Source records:
====
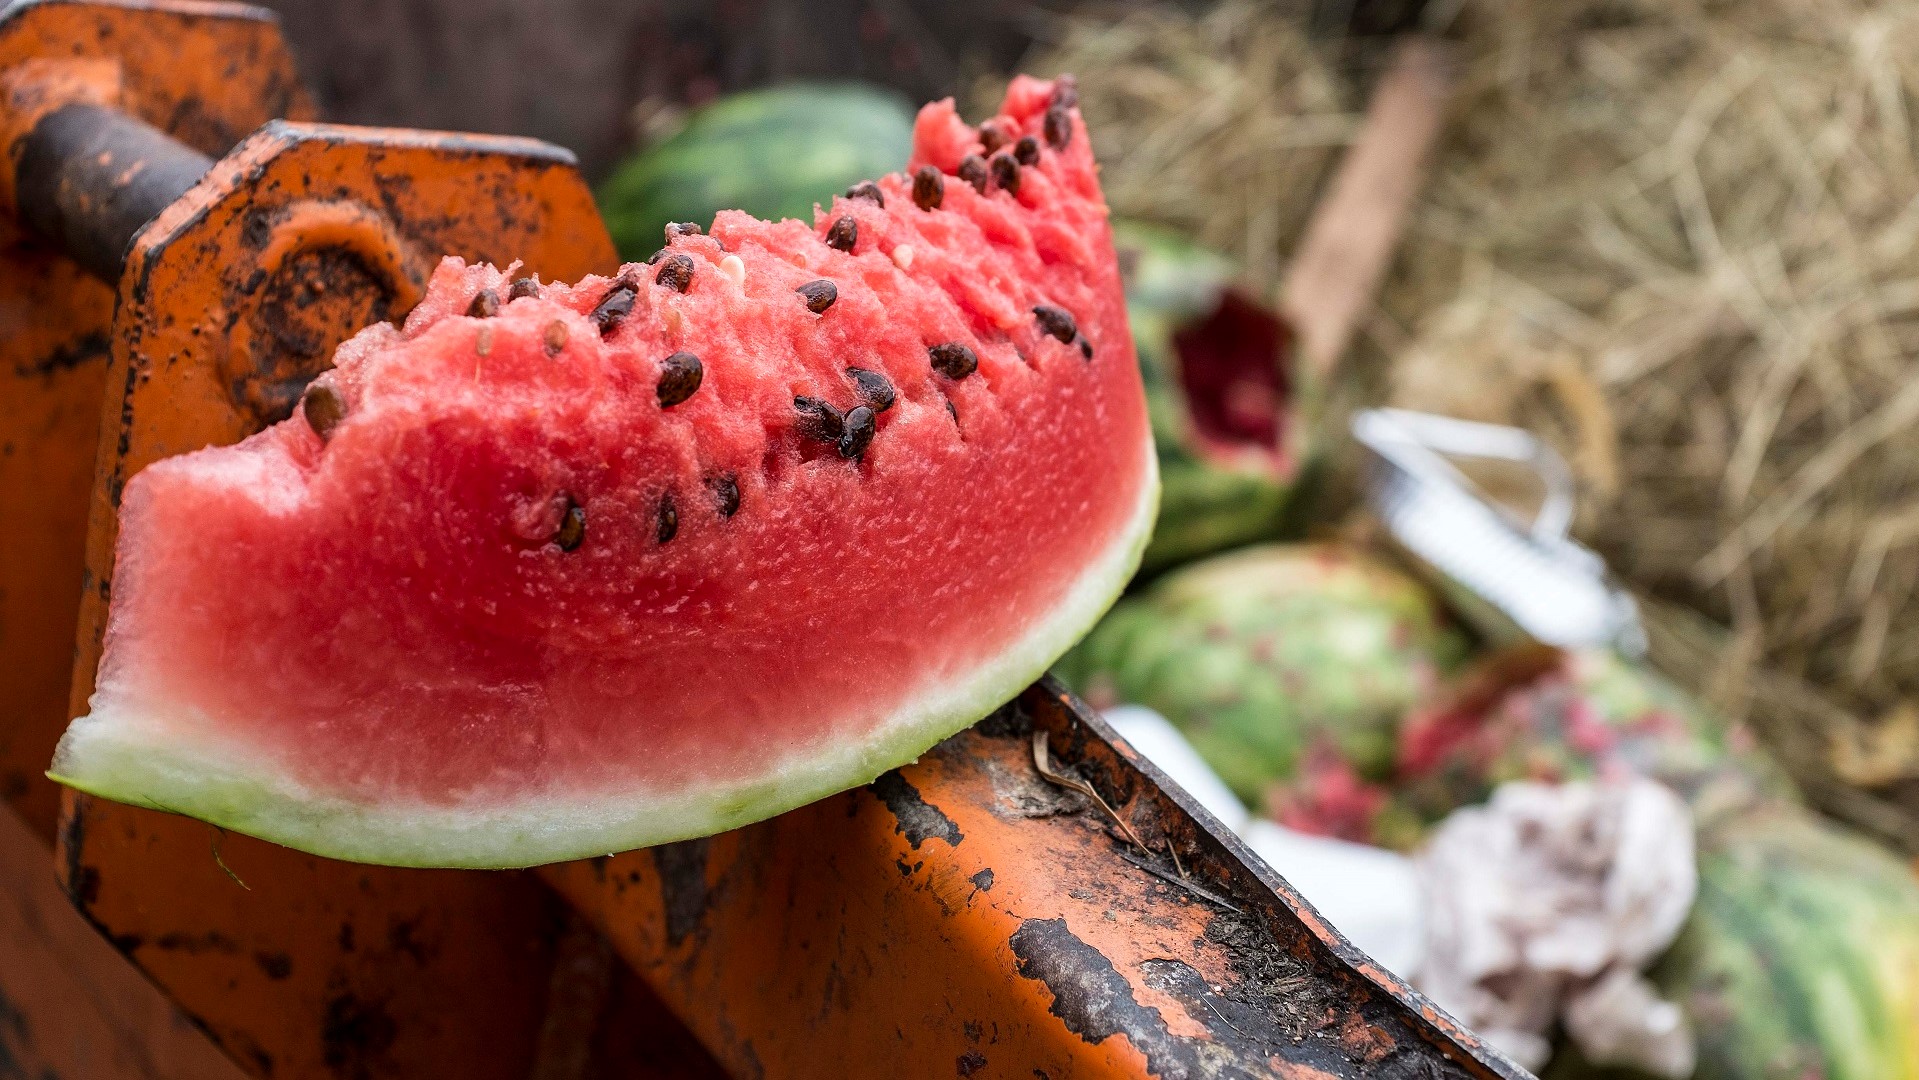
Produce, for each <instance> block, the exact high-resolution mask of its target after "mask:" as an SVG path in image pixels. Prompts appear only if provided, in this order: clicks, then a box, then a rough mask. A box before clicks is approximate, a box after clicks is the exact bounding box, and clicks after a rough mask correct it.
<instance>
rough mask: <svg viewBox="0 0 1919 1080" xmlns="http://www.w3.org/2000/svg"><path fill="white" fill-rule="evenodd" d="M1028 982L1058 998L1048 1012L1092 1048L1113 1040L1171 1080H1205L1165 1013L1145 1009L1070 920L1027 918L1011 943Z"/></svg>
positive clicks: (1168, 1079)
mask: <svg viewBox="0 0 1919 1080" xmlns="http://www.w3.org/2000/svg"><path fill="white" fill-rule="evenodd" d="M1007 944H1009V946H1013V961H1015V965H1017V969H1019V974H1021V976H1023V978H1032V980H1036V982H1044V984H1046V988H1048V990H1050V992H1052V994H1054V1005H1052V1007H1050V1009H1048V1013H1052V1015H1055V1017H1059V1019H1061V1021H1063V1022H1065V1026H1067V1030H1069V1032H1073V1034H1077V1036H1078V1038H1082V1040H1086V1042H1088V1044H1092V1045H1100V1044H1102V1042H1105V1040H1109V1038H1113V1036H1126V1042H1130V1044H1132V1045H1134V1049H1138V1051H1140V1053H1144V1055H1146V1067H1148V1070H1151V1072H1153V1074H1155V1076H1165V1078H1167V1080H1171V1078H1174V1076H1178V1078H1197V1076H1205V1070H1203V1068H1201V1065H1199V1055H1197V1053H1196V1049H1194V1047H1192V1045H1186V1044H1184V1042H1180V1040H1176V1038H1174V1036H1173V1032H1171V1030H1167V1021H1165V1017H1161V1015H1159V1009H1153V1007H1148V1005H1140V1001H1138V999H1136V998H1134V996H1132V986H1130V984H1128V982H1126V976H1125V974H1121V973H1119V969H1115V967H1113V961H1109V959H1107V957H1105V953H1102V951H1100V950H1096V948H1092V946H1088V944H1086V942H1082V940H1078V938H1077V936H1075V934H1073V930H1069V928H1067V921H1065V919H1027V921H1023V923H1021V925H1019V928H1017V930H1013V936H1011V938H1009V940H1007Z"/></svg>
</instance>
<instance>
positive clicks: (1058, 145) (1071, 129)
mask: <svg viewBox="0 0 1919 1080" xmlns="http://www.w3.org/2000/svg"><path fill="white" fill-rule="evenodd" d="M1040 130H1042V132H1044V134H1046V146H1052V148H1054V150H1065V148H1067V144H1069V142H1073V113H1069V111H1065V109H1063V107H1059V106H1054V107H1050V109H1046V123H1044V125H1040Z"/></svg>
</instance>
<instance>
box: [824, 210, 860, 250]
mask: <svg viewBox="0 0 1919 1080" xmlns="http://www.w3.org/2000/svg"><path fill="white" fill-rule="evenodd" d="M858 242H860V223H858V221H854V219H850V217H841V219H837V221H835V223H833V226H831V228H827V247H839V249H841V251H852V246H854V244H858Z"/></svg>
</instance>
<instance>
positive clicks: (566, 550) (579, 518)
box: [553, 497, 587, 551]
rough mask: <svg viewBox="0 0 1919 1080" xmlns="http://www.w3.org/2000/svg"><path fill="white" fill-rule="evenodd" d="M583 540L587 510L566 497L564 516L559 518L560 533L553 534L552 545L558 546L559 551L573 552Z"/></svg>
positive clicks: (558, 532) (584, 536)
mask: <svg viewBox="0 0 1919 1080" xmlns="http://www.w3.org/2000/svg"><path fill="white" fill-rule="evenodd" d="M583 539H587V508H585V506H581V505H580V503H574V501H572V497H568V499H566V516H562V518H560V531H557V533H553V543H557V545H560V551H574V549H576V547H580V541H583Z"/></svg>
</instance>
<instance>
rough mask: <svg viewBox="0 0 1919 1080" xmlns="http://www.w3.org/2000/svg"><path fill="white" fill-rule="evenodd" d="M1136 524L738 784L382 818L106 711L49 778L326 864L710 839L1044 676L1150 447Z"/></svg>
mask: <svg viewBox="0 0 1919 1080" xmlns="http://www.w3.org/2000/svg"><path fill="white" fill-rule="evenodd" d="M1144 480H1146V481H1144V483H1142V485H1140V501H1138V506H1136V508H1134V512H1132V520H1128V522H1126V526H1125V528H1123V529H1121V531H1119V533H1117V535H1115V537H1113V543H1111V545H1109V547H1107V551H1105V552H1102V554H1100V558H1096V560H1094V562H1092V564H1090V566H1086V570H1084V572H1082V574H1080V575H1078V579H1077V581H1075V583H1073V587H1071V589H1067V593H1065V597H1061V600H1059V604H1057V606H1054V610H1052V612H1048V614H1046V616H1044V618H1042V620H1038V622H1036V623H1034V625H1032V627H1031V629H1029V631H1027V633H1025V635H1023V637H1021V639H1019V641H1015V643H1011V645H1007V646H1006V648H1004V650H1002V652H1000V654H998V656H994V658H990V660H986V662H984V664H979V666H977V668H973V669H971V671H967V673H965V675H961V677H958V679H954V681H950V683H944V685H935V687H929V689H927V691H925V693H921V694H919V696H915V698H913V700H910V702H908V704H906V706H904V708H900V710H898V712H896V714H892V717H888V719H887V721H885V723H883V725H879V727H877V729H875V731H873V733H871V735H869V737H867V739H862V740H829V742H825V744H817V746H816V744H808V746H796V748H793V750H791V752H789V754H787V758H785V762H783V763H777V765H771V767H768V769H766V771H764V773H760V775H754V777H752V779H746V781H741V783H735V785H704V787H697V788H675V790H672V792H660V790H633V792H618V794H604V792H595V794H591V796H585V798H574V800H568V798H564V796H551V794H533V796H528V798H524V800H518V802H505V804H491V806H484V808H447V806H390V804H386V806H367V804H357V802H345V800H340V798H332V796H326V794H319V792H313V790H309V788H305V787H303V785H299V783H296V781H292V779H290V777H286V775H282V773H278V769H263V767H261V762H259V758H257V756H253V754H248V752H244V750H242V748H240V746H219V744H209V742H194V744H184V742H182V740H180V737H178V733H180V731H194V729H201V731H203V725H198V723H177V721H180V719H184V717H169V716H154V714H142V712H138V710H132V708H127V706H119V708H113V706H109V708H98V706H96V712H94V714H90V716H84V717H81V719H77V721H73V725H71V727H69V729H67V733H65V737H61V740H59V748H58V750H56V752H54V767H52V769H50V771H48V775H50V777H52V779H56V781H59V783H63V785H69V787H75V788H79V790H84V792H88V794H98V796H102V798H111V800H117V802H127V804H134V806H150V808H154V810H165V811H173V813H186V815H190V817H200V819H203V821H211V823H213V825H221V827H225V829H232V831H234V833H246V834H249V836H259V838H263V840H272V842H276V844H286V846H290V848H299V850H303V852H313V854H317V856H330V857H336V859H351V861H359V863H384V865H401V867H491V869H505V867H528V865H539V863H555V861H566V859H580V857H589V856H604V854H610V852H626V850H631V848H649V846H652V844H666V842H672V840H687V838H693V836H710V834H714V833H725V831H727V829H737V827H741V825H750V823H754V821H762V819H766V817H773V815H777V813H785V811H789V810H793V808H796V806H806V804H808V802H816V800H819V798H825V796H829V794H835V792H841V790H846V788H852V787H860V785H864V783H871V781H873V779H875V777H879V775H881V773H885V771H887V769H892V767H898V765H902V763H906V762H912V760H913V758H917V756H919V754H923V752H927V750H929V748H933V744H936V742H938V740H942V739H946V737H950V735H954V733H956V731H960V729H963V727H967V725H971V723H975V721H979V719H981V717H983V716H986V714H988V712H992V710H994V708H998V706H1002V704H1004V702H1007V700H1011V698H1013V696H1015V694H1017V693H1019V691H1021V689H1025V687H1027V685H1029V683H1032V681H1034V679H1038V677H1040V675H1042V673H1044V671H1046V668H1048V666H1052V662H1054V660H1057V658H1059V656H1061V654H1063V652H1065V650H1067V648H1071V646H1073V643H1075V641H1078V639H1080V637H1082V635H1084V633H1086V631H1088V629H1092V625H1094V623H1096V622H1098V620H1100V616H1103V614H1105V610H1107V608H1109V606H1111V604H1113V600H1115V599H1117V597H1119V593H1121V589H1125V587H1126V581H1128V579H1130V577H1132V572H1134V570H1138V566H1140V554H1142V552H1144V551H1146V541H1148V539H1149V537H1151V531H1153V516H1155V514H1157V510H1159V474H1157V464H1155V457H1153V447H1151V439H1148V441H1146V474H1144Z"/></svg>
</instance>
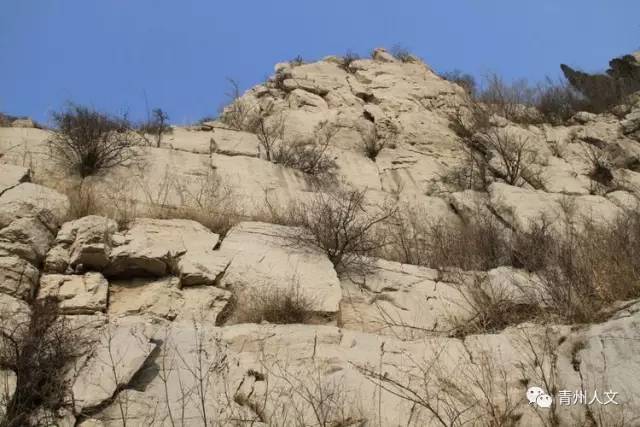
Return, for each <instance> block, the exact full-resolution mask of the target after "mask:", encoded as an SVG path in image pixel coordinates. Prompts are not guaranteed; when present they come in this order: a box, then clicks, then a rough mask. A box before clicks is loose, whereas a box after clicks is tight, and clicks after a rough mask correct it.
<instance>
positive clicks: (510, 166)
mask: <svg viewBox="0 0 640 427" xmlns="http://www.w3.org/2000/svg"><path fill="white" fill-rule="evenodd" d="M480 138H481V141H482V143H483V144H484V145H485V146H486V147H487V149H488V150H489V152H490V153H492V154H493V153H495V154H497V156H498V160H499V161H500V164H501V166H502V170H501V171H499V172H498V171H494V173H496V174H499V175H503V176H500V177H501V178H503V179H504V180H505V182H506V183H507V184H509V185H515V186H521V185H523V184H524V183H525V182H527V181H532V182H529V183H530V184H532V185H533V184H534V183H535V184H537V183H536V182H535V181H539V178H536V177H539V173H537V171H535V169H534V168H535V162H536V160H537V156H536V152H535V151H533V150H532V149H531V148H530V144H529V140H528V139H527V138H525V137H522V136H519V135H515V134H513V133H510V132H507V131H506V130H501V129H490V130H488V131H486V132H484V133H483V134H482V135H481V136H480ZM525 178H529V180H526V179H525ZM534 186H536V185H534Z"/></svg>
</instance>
====
• [WORK REQUIRED]
Can you express the stretch of the items from their start through the line containing "positive clicks: (1168, 1079)", both ends included, as a Markdown table with columns Row and Line? Leave out the pictures and any blank lines.

• [ANSWER TO THIS EXERCISE]
| Row | Line |
|---|---|
| 1 | Produce, for each <instance> block, the exact high-resolution mask of its target after "mask:" as an SVG path in image pixels. Prompts appear only if provided, in this order: clicks, then a box, then a rough mask. A box before clicks is approximate, a box after clicks is the exact bounding box, and clicks after a rough mask correct it. |
| 2 | <instance> |
| 3 | rough mask: <svg viewBox="0 0 1919 1080" xmlns="http://www.w3.org/2000/svg"><path fill="white" fill-rule="evenodd" d="M1028 982L1058 998L1048 1012L1092 1048L1113 1040L1171 1080H1205L1165 1013L1145 1009L1070 920L1027 918L1011 943Z"/></svg> |
| 4 | positive clicks: (1168, 1079) |